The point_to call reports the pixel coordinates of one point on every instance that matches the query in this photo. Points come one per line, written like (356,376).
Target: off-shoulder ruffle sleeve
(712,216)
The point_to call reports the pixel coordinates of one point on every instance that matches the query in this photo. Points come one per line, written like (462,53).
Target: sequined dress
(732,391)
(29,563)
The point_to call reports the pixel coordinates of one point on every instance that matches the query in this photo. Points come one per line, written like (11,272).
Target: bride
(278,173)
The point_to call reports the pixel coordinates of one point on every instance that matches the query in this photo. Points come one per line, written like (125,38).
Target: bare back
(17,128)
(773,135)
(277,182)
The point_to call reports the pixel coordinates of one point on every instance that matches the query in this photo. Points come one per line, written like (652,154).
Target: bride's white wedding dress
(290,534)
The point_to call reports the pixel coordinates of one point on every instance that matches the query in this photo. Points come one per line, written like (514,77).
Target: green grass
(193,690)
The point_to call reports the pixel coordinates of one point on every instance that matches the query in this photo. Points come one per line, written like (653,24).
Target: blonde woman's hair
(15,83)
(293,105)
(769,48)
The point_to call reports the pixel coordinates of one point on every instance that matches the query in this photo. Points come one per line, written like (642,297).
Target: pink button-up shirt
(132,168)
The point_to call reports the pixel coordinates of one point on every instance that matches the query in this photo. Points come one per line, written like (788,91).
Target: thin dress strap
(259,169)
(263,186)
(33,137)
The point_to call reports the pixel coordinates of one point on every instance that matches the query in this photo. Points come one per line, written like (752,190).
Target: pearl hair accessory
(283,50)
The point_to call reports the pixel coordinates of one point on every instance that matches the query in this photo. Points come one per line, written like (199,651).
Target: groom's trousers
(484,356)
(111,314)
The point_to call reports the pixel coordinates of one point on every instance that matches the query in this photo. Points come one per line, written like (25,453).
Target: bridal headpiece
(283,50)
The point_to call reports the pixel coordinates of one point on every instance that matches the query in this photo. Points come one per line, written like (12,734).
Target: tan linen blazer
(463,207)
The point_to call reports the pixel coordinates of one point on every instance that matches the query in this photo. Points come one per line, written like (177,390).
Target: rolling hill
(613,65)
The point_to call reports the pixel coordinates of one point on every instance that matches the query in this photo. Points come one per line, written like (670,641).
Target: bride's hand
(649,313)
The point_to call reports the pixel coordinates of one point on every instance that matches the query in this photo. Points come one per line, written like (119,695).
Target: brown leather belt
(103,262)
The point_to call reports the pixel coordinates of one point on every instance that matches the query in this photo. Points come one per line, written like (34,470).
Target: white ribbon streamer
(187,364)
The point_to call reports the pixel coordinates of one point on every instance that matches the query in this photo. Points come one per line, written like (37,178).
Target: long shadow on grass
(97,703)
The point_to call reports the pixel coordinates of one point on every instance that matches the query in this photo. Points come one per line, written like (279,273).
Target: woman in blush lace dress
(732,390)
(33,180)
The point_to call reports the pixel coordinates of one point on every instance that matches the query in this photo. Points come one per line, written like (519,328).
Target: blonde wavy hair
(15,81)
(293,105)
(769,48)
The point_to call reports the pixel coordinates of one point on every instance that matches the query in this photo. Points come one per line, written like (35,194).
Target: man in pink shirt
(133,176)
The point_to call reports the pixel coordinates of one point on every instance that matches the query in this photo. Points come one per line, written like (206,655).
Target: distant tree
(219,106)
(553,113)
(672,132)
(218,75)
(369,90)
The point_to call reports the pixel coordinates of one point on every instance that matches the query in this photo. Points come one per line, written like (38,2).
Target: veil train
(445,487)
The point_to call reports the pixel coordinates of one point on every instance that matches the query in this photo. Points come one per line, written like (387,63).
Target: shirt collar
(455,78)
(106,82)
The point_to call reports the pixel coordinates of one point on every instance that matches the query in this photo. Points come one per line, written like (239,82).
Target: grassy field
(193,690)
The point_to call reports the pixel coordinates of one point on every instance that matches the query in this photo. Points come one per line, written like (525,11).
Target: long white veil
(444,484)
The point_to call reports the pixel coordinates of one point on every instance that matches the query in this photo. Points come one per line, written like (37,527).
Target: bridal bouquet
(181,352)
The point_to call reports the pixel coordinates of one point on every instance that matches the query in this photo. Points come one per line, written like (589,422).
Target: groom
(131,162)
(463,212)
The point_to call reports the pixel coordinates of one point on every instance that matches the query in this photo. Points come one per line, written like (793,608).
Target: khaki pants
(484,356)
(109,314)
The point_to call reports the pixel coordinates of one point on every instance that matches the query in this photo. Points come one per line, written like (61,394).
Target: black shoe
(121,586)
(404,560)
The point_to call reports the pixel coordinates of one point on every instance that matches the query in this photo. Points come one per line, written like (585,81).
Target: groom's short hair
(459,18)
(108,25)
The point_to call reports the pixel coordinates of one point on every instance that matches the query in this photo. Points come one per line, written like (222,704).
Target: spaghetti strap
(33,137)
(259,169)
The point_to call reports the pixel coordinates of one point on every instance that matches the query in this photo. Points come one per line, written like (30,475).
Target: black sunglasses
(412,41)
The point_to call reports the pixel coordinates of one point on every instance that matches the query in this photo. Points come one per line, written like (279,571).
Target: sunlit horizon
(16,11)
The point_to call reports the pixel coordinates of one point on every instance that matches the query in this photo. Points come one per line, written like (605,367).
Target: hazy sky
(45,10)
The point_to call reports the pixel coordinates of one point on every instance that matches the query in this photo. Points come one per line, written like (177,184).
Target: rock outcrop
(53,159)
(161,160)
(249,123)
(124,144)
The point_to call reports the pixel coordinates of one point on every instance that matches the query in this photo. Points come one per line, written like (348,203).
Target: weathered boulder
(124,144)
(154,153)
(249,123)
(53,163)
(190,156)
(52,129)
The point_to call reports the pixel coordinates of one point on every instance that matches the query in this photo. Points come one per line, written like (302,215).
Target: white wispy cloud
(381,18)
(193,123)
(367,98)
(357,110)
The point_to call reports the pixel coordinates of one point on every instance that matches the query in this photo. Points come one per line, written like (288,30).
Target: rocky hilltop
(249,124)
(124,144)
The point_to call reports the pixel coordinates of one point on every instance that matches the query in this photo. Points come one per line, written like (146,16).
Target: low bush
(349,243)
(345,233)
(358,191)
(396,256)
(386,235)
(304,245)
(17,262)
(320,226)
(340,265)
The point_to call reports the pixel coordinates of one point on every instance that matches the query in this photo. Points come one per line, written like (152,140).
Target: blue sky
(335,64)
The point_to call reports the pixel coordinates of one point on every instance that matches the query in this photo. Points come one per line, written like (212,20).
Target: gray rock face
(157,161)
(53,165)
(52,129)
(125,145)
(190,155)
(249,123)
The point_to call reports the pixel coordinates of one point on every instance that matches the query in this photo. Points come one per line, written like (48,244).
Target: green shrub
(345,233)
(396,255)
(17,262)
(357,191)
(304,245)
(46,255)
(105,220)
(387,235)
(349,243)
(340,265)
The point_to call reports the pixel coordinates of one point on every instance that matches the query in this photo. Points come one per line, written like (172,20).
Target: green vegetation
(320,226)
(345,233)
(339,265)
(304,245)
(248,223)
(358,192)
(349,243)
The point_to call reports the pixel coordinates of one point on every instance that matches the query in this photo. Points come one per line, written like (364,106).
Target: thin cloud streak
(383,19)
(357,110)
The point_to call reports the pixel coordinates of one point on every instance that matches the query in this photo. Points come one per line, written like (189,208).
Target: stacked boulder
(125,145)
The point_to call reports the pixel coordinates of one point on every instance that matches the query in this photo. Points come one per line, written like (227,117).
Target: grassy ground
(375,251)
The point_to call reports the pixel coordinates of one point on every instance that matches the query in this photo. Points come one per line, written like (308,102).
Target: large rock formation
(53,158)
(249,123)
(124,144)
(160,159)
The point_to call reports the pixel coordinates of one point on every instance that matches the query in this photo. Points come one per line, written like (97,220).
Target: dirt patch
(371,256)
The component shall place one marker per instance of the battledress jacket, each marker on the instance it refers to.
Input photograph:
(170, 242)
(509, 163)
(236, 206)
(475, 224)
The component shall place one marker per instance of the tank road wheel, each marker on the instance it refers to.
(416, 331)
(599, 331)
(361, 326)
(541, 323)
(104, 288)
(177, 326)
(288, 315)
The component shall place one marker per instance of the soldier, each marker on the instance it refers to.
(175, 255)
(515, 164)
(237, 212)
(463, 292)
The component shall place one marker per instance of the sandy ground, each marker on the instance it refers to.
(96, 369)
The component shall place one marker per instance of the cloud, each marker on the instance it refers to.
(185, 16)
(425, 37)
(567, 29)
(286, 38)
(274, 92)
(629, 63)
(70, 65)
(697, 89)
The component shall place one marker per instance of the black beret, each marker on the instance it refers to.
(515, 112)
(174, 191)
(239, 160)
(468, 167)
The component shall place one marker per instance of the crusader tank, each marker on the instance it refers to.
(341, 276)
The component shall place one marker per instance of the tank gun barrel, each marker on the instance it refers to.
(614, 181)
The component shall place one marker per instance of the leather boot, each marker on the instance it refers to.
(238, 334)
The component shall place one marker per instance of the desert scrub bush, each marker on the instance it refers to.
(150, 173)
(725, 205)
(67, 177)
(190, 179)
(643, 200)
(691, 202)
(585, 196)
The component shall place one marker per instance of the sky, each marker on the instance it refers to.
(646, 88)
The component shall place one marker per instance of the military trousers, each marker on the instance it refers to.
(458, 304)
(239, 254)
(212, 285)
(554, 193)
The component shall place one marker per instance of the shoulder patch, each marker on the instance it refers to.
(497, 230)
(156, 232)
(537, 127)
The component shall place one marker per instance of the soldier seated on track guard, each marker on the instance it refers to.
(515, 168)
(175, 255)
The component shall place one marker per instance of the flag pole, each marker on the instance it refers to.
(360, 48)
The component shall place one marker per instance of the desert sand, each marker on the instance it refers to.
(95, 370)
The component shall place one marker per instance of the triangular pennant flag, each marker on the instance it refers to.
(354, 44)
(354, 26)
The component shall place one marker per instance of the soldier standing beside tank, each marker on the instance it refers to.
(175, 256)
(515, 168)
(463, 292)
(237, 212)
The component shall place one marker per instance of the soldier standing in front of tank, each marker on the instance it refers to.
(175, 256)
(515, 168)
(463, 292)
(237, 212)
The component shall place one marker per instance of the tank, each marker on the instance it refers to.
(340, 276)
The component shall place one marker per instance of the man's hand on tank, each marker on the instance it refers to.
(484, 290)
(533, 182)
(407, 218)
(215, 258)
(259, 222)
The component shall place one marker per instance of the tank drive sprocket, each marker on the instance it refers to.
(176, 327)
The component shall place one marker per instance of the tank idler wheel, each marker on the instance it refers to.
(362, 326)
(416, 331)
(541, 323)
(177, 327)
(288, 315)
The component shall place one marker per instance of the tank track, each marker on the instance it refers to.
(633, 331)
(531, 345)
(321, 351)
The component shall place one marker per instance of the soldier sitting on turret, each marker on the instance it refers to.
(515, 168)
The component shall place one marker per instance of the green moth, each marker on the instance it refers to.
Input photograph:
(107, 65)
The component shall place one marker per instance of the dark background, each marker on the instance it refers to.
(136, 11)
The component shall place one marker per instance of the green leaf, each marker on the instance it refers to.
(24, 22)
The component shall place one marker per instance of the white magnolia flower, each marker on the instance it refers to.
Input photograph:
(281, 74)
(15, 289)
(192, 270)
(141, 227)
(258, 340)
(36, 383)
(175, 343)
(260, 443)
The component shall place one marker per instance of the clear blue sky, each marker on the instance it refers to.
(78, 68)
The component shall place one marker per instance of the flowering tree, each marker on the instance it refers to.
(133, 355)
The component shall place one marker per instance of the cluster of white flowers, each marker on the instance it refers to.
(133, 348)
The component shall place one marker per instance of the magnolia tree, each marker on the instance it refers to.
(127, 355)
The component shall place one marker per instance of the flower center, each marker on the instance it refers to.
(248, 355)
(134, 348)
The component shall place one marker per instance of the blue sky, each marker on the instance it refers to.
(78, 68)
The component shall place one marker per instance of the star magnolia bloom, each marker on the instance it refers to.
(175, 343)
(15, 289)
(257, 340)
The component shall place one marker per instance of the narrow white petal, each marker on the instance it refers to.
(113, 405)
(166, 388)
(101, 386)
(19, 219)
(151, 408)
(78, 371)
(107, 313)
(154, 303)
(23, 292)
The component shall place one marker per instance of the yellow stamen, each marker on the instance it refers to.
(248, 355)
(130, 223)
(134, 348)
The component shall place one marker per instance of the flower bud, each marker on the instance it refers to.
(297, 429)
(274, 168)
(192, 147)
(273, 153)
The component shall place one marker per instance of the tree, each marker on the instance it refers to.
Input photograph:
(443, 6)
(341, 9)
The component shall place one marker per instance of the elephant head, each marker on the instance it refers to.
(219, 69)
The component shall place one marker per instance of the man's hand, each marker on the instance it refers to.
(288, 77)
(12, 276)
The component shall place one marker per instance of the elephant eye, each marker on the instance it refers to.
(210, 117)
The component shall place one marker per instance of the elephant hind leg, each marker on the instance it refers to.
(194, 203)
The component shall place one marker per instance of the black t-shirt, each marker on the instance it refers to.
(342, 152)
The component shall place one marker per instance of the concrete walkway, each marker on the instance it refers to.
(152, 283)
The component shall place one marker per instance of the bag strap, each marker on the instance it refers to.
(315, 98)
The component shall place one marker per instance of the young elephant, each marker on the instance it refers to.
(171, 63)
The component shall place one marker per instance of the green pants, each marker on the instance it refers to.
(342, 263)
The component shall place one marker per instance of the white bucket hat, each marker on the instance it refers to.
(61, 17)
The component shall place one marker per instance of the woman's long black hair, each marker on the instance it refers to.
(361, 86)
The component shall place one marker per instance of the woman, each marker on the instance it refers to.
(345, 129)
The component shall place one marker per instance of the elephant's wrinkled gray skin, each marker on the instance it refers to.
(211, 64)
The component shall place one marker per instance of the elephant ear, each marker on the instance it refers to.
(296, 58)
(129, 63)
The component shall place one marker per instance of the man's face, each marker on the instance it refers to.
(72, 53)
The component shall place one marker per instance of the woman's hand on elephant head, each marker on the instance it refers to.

▶ **Your task**
From the "the woman, each" line to the close of the listing, restate each line word for word.

▶ **Exercise result**
The component shall place one marker per instance of the woman, each marker on the instance it refers to.
(345, 129)
The component shall place one marker per instance of the elephant's wrinkled gray skin, each marker on the instance it refers to.
(211, 64)
The component shall place one marker per instance of the elephant ear, each marker on the instance it refers to.
(296, 58)
(129, 63)
The component shall place one marker per instance of the man's face, each marker on the instance it refers to.
(72, 53)
The component shall place one marker per instance of the woman's hand on elephant head, each marker on the instance it refers to.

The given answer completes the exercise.